[TEXTE EXTRAIT]
Pourquoi donc les idées qui marchent avec une UDC triomphante ne marchent-elles pas avec les libéraux qui en partagent bon nombre, qu'il s'agisse de l'exigence de rigueur financière ou du retour de balancier prôné dans le domaine de l'asile, de la drogue ou de l'aide sociale? Lors de sa campagne, le candidat libéral a eu des mots sévères pour ceux de ses contemporains qui se reproduisent sans avoir les moyens d'assumer leurs enfants sans l'aide publique. «Croyez-vous que nous parlions vraiment de la même chose?, rétorque Jacques-André Haury.

Entre l'ordre qu'une droite à tendance fascisante veut faire imposer par l'Etat et l'ordre voulu par les libéraux, il y a une sacrée différence.» Et de renvoyer dos à dos la gauche qu'il déteste et cette droite non libérale qui lui est étrangère: «L'une comme l'autre attendant des solutions qui viennent de l'Etat.» «C'est une droite de consommation, dit-il encore au sujet de l'UDC. Elle demande à l'Etat de chasser ce qui fait désordre. Nous incitons à ne pas tendre la main, c'est moins facile à vendre.»

Le battu de dimanche n'est pas pessimiste pour les valeurs libérales. La prise de risque, la responsabilité individuelle, l'esprit d'entreprise ont un avenir, puisque «ce sont ces valeurs qui fondent le renouvellement de la société.». Sur le sort de sa formation politique, Jacques-André Haury ne nourrit ni illusions ni états d'âme. «Il aurait fallu fusionner avec l'UDC il y a quinze ans, quand c'était encore un parti agrarien. Maintenant, il faut s'allier aux partenaires les plus proches, les radicaux. Et aller jusqu'à la fusion, sans tourner autour du pot.»

[VOTRE OBJECTIF] Reprenez mot pour mot le passage du texte extrait qui commence à « Pourquoi donc les » et se termine à « rétorque Jacques-André Haury. ».

[DONNÉES FOURNIES]

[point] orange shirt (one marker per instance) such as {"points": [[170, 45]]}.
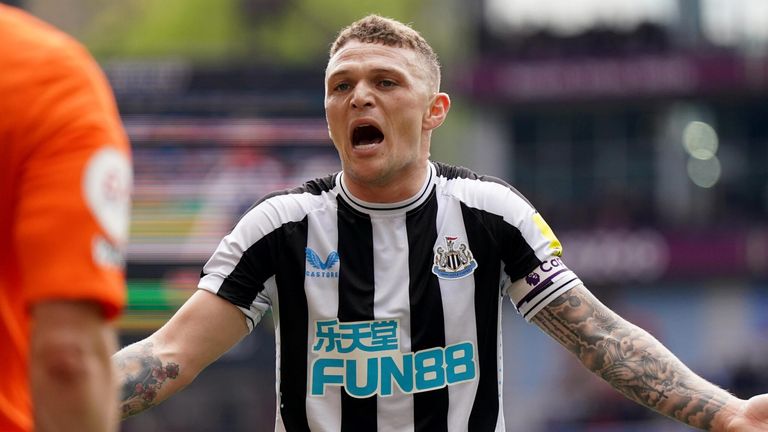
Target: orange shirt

[RÉSULTAT DE L'EXERCICE]
Pourquoi donc les idées qui marchent avec une UDC triomphante ne marchent-elles pas avec les libéraux qui en partagent bon nombre, qu'il s'agisse de l'exigence de rigueur financière ou du retour de balancier prôné dans le domaine de l'asile, de la drogue ou de l'aide sociale? Lors de sa campagne, le candidat libéral a eu des mots sévères pour ceux de ses contemporains qui se reproduisent sans avoir les moyens d'assumer leurs enfants sans l'aide publique. «Croyez-vous que nous parlions vraiment de la même chose?, rétorque Jacques-André Haury.